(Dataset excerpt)

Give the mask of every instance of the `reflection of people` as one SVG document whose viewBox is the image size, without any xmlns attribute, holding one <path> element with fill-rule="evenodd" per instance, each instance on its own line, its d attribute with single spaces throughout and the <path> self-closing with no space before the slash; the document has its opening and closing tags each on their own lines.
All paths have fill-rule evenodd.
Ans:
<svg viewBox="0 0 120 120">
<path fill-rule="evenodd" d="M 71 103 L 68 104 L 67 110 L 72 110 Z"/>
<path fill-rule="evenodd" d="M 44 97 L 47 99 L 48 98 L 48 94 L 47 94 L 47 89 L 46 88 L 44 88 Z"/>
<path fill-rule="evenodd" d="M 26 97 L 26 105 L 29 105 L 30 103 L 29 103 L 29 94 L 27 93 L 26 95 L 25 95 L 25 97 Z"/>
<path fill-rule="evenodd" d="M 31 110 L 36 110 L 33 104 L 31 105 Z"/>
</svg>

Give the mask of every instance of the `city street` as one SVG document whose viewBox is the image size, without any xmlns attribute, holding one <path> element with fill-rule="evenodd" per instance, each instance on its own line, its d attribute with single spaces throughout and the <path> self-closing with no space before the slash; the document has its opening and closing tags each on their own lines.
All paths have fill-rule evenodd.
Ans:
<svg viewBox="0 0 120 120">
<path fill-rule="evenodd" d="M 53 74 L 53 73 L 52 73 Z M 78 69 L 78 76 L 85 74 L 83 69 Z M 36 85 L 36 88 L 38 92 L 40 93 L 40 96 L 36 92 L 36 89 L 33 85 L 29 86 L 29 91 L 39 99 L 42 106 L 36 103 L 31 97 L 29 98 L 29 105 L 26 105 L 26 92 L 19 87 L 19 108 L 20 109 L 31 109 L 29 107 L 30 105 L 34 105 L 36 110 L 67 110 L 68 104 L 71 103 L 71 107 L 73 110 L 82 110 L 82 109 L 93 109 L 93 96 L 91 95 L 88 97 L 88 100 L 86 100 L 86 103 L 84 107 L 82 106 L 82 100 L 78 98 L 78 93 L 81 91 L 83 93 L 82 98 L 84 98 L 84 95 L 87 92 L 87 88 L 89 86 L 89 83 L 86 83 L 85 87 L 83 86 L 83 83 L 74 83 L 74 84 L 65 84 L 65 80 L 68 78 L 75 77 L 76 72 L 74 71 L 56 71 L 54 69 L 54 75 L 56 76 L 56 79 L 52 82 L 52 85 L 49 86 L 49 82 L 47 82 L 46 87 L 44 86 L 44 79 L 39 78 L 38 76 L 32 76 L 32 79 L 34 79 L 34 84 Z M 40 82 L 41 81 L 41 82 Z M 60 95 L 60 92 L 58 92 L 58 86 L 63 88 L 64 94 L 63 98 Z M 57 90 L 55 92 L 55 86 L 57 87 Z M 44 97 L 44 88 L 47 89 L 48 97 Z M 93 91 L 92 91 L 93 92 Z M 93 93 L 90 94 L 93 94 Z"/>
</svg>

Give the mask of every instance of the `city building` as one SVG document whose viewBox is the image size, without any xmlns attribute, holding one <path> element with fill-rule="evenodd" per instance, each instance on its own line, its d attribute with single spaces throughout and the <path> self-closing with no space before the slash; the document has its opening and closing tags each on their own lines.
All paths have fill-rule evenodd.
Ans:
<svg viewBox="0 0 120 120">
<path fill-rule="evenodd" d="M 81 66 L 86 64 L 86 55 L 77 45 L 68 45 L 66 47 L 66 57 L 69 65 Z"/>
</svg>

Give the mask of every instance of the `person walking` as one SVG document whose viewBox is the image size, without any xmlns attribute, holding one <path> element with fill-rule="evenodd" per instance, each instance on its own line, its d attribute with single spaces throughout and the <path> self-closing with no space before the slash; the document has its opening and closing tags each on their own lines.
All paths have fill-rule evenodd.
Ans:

EXERCISE DETAILS:
Your task is to retype all of the records exactly.

ANSWER FOR THIS EXERCISE:
Give the mask of every instance of the `reflection of people` as one SVG document whose viewBox is the image size, without any xmlns attribute, holding one <path> element with fill-rule="evenodd" per instance, each instance on its own line, its d attribute with single spaces throughout and the <path> self-closing with no space before the slash; the document has its opening and closing tags each on their own lines.
All paths have fill-rule evenodd.
Ans:
<svg viewBox="0 0 120 120">
<path fill-rule="evenodd" d="M 71 103 L 68 104 L 67 110 L 72 110 Z"/>
<path fill-rule="evenodd" d="M 44 97 L 47 99 L 48 98 L 48 94 L 47 94 L 47 89 L 46 88 L 44 88 Z"/>
<path fill-rule="evenodd" d="M 26 97 L 26 105 L 29 105 L 30 103 L 29 103 L 29 94 L 27 93 L 26 95 L 25 95 L 25 97 Z"/>
<path fill-rule="evenodd" d="M 31 110 L 36 110 L 33 104 L 31 105 Z"/>
</svg>

Give the mask of every instance of the `city street` as one SVG document whose viewBox is the image size, without any xmlns attribute, holding one <path> element with fill-rule="evenodd" per instance, each instance on its own line, its d attribute with single spaces throughout and the <path> self-closing with no space before the slash; the document has its opening and closing tags each on their own lines.
All paths have fill-rule evenodd.
Ans:
<svg viewBox="0 0 120 120">
<path fill-rule="evenodd" d="M 53 74 L 53 73 L 52 73 Z M 78 69 L 78 76 L 85 74 L 83 69 Z M 36 85 L 36 88 L 38 92 L 40 93 L 40 96 L 36 92 L 36 89 L 33 85 L 29 86 L 29 91 L 39 99 L 42 106 L 36 103 L 31 97 L 29 98 L 29 105 L 26 105 L 26 92 L 19 87 L 19 108 L 20 109 L 31 109 L 29 107 L 30 105 L 34 105 L 36 110 L 67 110 L 68 104 L 71 103 L 71 107 L 73 110 L 82 110 L 82 109 L 93 109 L 93 96 L 91 95 L 88 97 L 88 100 L 86 100 L 86 103 L 84 107 L 82 106 L 82 100 L 78 98 L 78 93 L 81 91 L 83 93 L 82 98 L 84 98 L 84 95 L 87 92 L 87 88 L 89 86 L 89 83 L 86 83 L 85 87 L 83 86 L 83 83 L 74 83 L 74 84 L 65 84 L 65 80 L 68 78 L 75 77 L 76 72 L 74 71 L 56 71 L 54 69 L 54 75 L 56 76 L 56 79 L 52 82 L 52 85 L 49 86 L 49 82 L 47 82 L 46 87 L 44 86 L 44 79 L 39 78 L 38 76 L 32 76 L 32 79 L 34 79 L 34 84 Z M 40 82 L 41 81 L 41 82 Z M 60 95 L 60 92 L 58 92 L 58 86 L 63 88 L 64 94 L 63 98 Z M 57 90 L 55 92 L 55 86 L 57 87 Z M 44 97 L 44 88 L 47 89 L 48 97 Z M 93 91 L 92 91 L 93 92 Z M 93 93 L 90 94 L 93 94 Z"/>
</svg>

Give the mask of every instance of the `city building` as one SVG document whose viewBox is the image size, without any xmlns attribute, holding one <path> element with fill-rule="evenodd" per instance, each instance on its own line, its d attribute with single spaces throughout and the <path> self-closing with no space before the slash; the document has its opening and closing tags each on their own lines.
All paths have fill-rule evenodd.
Ans:
<svg viewBox="0 0 120 120">
<path fill-rule="evenodd" d="M 81 66 L 86 64 L 86 55 L 77 45 L 68 45 L 66 47 L 66 57 L 69 65 Z"/>
</svg>

Give the mask of every instance of the `person walking` as one SVG document whose viewBox is the image size, without any xmlns attribute, holding one <path> element with fill-rule="evenodd" per instance, each instance on its own line, its d attribute with single spaces throughout and the <path> self-closing with no space before the slash; the document has its opening and closing tags each on their own lines.
All paths have fill-rule evenodd.
Ans:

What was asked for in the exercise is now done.